YOUR TASK
List all lines of the data containing the word "positive".

Collected data:
------

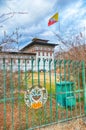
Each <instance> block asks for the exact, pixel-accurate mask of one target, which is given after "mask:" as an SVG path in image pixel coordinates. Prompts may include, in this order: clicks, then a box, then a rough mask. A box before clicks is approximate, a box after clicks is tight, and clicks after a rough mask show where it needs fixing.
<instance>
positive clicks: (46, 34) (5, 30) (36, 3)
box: [0, 0, 86, 47]
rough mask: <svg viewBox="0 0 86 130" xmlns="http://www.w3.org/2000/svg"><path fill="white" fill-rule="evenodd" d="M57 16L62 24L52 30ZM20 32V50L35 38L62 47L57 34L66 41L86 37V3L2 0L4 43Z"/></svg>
mask: <svg viewBox="0 0 86 130" xmlns="http://www.w3.org/2000/svg"><path fill="white" fill-rule="evenodd" d="M56 12H58V13H59V20H58V22H57V23H55V24H53V25H51V26H48V21H49V19H50V18H51V17H52V16H53V15H54V14H55V13H56ZM16 28H17V29H18V34H19V35H21V36H20V37H19V44H20V47H23V46H25V45H27V43H29V42H30V41H31V40H32V39H33V38H34V37H35V38H41V39H46V40H49V41H50V42H53V43H58V38H57V36H56V35H55V33H56V34H58V35H60V36H61V37H63V38H64V37H65V38H66V37H70V36H71V35H75V34H78V33H79V32H83V33H86V31H84V28H86V0H0V42H1V41H2V39H3V38H4V32H6V34H7V35H11V34H12V33H13V32H15V31H16Z"/></svg>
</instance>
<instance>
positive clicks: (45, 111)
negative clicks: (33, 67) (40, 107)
mask: <svg viewBox="0 0 86 130" xmlns="http://www.w3.org/2000/svg"><path fill="white" fill-rule="evenodd" d="M45 64H46V59H43V70H44V87H45V89H46V72H45ZM46 115H47V111H46V104H45V105H44V118H45V124H46V123H47V120H46Z"/></svg>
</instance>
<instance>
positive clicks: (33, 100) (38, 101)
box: [25, 85, 48, 109]
mask: <svg viewBox="0 0 86 130" xmlns="http://www.w3.org/2000/svg"><path fill="white" fill-rule="evenodd" d="M47 98H48V92H47V90H46V89H45V88H44V87H40V86H39V85H37V86H33V87H31V88H30V89H28V90H27V91H26V92H25V103H26V105H27V106H29V107H30V108H33V109H38V108H41V107H42V106H43V105H44V104H45V103H46V101H47Z"/></svg>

------

OUTPUT FOR THIS TASK
positive clicks: (46, 34) (5, 30) (36, 3)
positive clicks: (45, 111)
positive clicks: (33, 100) (38, 101)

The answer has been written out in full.